**Extract to read:**

□ □ □

The wealth of Saudi Arabia, the largest economy in the GCC, has largely moved into the private sector, the IIF report confirmed. Individuals in the kingdom, it estimated, held between $280bn and $340bn outside the Gulf. Altogether, high net worth individuals (HNWIs) in the GCC owned $600bn in foreign assets at the end of 2006.
Within the Middle East and North Africa (MENA) as a whole, the increased focus on the more populous, but less prosperous, states has already led to a rise in overall real GDP rates. These had risen from an average annual 3.8% between 1998 and 2002 to 6.2% between 2003 and 2007, Dr. Omar bin Sulaiman, governor of the Dubai International Financial Centre (DIFC), told the IIF meeting in Dubai. Egypt's GDP alone, analysts report, grew by 7.1% in its last financial year, while Morocco has been enjoying a boom in real estate and tourism.
This trend is expected to accelerate even more as both public and private Gulf investors seek out opportunities in Egypt, Jordan, Syria, Morocco, Tunisia and other Arab countries. "A substantial volume of GCC funds is staying in the MENA region, where quickening liberalisation, privatisation and regional integration, as well as an increased pace of project implementation, has lured capital that would previously have headed away from the Arab world," the IIF stated.
As a result, the IIF and other financial experts expect future GCC inflows to the Arab region, excluding the GCC itself, to expand well beyond the estimated $60bn that was sent between 2002 and 2006. (The Middle East, August/September, 2007, page 39.) Projections produced by the International Monetary Fund (IMF) in Washington, based on conservative oil price assumptions, indicate that oil exports from the GCC could reach $450bn this year. Altogether, the GCC's current account surplus could rise to $900bn by the end of December, meaning that more than $200bn of that will have to be invested abroad.

□ □ □

**Data to examine:**
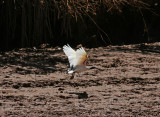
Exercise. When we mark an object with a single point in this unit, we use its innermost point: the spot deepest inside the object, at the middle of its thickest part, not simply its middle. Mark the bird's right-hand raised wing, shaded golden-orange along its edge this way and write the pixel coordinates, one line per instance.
(81, 56)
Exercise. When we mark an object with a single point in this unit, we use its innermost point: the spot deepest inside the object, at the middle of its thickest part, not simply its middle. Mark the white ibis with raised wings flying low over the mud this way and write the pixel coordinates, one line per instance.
(77, 59)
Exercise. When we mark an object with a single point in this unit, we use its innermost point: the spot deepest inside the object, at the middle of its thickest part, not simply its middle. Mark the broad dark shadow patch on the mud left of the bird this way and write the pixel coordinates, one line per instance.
(35, 61)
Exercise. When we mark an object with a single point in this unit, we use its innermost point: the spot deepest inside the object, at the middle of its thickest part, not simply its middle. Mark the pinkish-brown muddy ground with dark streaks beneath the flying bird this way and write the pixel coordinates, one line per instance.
(34, 82)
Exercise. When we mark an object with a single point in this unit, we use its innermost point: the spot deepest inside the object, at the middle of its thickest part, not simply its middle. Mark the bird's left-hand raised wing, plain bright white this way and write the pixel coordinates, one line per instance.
(71, 54)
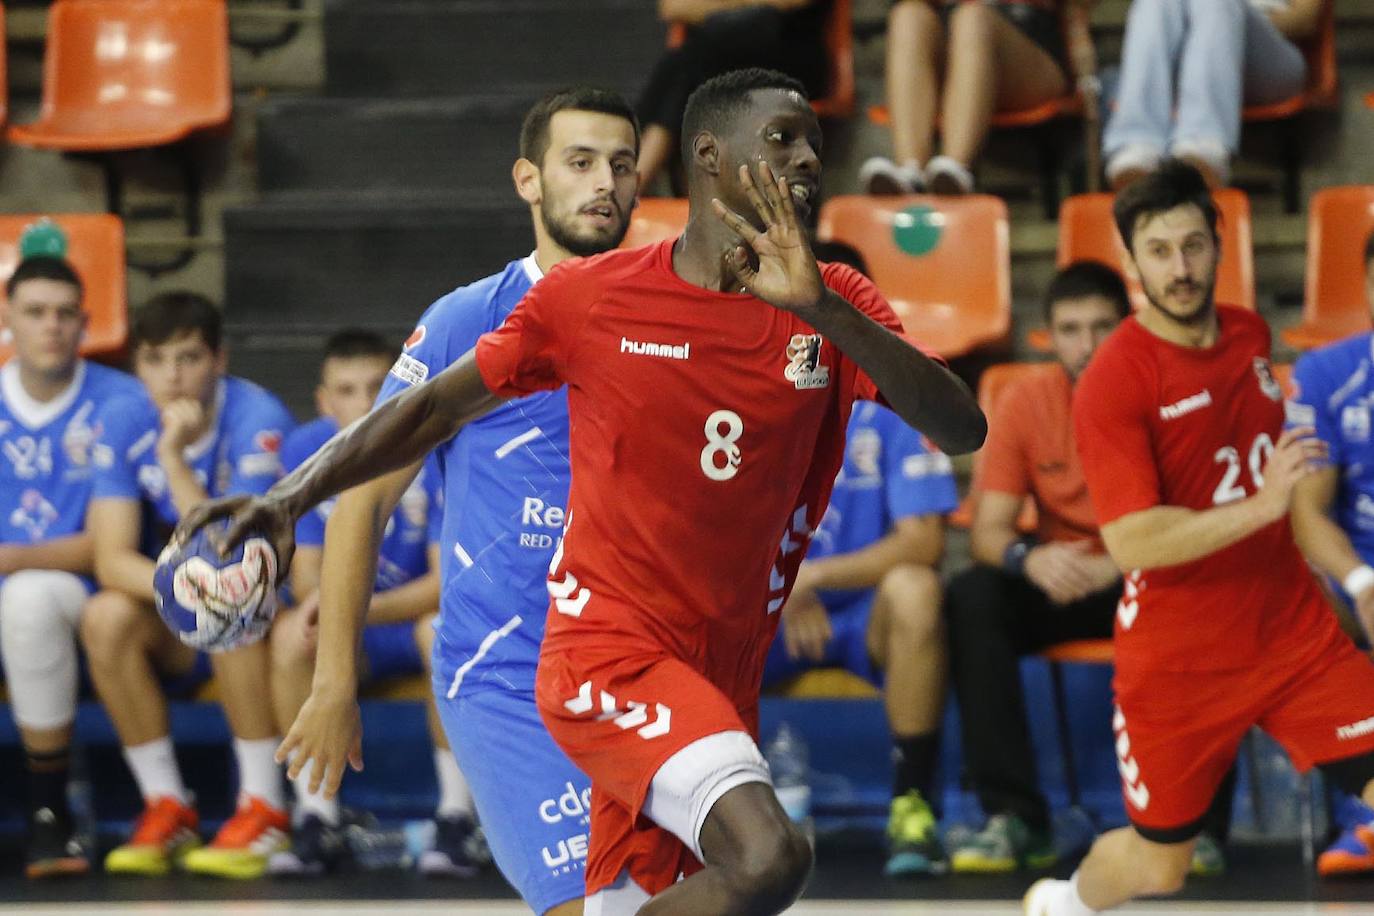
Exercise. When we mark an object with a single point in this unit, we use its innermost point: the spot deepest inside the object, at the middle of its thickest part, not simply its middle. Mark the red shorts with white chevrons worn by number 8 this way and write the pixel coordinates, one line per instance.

□ □ □

**Task prompt:** Rewrite the passage on GCC capital flows, starting with "As a result, the" and going on through "be invested abroad.", with "Projections" changed to "Forecasts".

**The completed task:**
As a result, the IIF and other financial experts expect future GCC inflows to the Arab region, excluding the GCC itself, to expand well beyond the estimated $60bn that was sent between 2002 and 2006. (The Middle East, August/September, 2007, page 39.) Forecasts produced by the International Monetary Fund (IMF) in Washington, based on conservative oil price assumptions, indicate that oil exports from the GCC could reach $450bn this year. Altogether, the GCC's current account surplus could rise to $900bn by the end of December, meaning that more than $200bn of that will have to be invested abroad.